Work required: For the entries below, count the lines that contain the word "rear" and reply with that number only.

Data for processing:

=-=-=

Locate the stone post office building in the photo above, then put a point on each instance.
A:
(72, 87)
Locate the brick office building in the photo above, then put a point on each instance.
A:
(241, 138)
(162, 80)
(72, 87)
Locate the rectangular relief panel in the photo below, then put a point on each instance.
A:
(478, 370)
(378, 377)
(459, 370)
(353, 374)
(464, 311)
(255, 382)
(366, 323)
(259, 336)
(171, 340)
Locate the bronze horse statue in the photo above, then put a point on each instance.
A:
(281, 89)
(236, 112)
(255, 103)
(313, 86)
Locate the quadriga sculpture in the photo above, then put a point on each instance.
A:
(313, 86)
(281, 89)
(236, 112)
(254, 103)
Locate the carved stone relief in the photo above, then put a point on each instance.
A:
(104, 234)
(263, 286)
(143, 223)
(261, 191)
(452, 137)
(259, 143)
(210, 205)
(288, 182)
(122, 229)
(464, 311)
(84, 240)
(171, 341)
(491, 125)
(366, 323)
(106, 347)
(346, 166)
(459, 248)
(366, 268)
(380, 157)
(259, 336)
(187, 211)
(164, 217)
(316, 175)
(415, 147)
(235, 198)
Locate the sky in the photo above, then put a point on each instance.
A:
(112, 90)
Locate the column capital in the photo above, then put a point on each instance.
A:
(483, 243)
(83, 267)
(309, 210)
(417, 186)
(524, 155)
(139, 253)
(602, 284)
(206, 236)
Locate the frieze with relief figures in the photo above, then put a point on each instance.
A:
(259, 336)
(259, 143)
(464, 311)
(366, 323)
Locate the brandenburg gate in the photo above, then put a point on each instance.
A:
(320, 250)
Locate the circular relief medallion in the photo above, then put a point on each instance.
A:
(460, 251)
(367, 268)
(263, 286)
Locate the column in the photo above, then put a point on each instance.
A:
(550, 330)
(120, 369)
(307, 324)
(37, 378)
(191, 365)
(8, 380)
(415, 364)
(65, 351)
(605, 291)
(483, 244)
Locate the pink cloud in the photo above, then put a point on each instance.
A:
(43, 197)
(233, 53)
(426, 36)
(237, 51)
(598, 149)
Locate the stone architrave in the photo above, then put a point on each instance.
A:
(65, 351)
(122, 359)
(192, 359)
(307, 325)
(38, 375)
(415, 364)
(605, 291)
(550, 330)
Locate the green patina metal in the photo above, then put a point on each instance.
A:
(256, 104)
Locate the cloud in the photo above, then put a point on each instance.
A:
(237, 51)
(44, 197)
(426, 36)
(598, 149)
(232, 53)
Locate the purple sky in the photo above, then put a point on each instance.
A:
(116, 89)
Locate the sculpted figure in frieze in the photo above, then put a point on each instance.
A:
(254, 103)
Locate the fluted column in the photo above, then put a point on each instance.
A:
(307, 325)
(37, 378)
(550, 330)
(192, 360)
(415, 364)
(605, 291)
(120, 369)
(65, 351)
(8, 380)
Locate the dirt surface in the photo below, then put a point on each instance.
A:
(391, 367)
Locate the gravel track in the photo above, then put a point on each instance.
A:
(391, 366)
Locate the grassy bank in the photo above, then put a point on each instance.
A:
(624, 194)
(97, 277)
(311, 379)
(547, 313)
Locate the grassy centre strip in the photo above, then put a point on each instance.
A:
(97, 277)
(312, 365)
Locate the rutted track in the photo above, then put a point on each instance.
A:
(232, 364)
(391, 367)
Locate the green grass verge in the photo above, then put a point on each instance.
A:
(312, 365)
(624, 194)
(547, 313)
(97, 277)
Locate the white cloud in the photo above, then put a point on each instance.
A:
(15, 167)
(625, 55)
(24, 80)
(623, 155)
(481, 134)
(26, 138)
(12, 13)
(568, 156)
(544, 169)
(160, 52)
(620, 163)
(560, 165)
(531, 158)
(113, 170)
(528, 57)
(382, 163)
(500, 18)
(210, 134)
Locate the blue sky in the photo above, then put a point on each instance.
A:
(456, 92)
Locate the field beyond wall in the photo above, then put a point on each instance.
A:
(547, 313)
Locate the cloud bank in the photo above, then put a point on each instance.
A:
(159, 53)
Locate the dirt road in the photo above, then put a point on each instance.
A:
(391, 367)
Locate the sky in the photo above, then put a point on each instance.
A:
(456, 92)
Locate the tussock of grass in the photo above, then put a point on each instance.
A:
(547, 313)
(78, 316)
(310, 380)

=-=-=

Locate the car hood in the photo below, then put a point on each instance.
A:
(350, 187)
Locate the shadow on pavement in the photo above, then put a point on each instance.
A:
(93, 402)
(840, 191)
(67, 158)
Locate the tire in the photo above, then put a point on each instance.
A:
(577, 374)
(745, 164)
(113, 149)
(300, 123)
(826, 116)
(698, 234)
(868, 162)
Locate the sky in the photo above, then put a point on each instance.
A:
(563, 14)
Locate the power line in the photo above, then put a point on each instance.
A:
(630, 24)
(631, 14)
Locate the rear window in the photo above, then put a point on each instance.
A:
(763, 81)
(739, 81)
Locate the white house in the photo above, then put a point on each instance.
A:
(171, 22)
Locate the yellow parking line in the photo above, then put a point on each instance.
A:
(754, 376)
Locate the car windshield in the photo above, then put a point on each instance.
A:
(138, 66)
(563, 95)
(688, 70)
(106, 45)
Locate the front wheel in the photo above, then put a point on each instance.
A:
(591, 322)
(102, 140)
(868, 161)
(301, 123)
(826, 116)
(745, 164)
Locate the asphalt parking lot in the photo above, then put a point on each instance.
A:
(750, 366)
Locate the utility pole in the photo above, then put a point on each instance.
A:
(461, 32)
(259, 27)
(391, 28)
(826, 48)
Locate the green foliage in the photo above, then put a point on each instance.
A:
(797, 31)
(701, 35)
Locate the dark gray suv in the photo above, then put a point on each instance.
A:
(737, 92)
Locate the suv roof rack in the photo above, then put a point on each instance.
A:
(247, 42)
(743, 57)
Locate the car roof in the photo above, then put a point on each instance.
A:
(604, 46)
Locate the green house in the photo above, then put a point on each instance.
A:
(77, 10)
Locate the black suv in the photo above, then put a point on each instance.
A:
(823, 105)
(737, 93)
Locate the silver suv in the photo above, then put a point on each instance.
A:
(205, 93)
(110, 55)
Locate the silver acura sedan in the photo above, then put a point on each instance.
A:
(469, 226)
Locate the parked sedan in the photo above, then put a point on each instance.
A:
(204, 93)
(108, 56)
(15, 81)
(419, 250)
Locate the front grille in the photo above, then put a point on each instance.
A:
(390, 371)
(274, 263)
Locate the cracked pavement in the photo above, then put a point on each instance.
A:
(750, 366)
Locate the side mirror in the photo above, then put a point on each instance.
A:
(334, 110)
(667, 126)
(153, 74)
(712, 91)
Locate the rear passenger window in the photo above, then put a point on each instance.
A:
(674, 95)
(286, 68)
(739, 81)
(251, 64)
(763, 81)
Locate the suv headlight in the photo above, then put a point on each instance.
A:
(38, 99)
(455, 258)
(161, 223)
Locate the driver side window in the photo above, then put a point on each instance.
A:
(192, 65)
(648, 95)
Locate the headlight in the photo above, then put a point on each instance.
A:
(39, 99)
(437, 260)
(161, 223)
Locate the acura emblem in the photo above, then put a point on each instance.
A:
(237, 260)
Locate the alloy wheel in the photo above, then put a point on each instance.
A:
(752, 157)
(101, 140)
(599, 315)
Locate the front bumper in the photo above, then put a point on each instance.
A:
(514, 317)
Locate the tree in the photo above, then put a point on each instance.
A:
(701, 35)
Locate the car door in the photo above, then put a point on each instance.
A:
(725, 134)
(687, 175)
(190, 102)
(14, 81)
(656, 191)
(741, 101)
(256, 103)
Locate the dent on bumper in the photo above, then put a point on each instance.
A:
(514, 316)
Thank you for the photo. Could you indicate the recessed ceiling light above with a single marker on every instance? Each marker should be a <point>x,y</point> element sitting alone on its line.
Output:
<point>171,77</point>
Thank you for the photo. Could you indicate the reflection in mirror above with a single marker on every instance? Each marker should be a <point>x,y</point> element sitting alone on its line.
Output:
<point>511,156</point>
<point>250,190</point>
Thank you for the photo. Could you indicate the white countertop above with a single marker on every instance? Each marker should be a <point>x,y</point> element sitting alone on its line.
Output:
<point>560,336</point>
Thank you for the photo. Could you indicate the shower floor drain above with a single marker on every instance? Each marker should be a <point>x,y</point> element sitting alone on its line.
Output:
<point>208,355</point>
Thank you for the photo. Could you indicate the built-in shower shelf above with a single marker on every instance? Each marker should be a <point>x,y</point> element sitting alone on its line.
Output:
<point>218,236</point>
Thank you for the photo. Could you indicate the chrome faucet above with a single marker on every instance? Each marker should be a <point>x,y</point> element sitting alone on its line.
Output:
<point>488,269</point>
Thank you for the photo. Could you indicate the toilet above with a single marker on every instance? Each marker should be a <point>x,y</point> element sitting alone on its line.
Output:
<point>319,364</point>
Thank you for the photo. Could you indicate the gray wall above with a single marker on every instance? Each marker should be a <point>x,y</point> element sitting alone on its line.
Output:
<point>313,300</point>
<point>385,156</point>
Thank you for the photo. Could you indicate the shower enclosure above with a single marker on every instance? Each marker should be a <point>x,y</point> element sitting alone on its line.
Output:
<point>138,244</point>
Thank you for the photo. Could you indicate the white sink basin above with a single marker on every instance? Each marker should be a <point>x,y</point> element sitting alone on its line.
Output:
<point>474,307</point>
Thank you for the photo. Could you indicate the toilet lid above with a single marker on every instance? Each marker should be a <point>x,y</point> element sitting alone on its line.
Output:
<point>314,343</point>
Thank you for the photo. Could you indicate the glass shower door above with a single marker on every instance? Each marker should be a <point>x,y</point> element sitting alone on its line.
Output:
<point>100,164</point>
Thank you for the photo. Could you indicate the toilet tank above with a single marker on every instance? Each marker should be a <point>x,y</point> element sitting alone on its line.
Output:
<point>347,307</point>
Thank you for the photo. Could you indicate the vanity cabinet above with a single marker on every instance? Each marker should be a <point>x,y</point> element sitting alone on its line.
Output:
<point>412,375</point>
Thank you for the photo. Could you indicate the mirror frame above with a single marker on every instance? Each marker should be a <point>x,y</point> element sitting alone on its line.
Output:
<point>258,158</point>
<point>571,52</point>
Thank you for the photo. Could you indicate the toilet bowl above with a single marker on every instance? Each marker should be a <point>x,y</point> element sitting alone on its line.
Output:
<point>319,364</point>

=-=-=

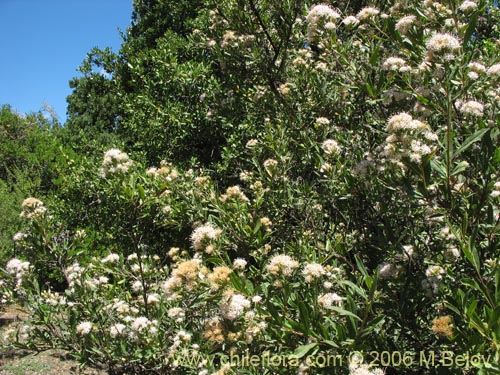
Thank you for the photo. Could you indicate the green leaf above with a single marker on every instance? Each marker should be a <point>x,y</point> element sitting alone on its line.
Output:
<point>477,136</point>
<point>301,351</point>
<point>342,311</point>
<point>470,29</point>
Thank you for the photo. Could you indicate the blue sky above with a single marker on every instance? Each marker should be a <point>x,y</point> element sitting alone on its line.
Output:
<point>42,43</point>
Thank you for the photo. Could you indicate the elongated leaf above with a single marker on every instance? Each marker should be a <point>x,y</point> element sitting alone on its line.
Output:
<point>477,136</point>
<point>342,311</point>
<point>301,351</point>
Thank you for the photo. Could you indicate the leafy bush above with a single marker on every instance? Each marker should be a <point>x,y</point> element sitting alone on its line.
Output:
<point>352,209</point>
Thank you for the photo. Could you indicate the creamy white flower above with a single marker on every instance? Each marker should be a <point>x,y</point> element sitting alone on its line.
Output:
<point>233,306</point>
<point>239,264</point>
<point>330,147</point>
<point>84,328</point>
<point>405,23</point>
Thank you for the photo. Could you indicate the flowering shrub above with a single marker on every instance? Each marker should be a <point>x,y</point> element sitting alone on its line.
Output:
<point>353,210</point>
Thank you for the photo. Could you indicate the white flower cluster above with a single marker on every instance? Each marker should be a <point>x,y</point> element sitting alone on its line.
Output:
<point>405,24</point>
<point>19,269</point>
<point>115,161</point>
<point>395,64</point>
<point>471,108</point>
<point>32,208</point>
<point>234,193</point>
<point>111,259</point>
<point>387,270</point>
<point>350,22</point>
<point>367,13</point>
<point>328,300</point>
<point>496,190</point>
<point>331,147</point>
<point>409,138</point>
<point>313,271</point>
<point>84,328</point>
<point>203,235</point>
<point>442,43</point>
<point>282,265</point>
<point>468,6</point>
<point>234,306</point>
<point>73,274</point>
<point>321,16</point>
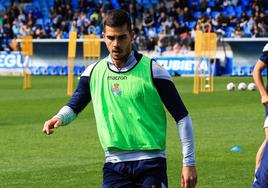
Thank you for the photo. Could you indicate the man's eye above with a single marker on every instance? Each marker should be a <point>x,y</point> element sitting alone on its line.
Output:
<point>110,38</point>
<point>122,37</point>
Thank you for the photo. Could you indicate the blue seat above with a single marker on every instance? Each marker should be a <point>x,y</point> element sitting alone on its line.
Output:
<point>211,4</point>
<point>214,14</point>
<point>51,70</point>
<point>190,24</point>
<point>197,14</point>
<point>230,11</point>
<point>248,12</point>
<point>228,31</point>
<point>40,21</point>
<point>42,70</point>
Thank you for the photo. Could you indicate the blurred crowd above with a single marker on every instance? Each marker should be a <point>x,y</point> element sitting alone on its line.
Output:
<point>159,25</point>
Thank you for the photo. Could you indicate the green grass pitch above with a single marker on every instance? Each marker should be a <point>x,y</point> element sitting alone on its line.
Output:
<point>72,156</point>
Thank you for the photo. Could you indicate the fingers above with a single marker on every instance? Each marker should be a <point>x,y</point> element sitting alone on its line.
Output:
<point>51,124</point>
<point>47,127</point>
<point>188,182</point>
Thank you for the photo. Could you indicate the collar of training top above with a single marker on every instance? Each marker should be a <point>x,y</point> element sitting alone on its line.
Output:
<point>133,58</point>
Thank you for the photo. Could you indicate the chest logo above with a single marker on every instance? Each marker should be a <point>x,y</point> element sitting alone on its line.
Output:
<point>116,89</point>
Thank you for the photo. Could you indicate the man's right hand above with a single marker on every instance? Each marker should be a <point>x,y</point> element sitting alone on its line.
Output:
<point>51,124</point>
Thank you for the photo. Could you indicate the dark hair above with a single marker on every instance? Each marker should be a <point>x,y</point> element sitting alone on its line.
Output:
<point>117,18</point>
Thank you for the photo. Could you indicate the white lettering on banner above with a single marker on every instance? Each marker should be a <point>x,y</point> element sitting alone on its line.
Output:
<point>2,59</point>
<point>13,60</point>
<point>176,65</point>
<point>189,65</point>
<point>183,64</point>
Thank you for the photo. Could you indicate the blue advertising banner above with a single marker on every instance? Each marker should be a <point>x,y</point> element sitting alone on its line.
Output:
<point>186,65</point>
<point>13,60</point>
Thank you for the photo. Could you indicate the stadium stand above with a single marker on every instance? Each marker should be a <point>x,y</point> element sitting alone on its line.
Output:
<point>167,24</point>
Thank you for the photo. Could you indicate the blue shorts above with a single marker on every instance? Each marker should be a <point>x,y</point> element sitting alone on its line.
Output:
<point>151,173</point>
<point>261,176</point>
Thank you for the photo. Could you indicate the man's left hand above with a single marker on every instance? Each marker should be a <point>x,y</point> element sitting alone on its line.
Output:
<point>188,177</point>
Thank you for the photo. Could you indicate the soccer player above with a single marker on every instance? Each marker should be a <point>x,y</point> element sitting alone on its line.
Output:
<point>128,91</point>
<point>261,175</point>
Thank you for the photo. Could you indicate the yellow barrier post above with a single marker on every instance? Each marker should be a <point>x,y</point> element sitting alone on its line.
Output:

=-=-=

Result below: 2